The answer must be a single number: how many lines of the records below contain "shorts".

::: Material shown

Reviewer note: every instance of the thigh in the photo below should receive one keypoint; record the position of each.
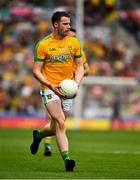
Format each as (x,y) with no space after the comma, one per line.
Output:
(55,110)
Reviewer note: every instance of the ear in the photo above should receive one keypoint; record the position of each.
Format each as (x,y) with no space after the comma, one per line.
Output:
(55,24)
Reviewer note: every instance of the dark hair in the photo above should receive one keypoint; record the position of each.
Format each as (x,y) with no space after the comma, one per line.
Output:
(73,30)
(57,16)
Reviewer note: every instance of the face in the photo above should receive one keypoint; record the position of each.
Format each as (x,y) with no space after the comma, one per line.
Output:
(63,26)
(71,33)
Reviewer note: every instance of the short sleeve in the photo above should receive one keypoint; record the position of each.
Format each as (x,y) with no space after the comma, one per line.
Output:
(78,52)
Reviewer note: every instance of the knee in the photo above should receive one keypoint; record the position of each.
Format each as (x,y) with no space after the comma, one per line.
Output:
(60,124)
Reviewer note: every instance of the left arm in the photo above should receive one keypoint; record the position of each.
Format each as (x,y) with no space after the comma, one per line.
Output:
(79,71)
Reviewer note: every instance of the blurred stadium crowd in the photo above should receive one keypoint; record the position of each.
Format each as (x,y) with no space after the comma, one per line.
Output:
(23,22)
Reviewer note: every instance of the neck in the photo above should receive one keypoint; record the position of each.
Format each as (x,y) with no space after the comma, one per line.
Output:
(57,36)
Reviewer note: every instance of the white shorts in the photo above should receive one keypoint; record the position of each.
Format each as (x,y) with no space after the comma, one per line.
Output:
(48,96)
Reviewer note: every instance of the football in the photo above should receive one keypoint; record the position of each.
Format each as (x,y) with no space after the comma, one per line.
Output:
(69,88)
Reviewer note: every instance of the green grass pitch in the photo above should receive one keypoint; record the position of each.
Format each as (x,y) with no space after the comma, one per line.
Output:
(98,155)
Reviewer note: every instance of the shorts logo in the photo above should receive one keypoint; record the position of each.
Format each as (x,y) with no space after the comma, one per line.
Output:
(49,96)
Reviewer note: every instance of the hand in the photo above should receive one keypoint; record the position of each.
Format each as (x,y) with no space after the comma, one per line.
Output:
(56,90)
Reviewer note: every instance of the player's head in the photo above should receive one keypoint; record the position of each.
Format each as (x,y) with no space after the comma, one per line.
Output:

::::::

### Answer area
2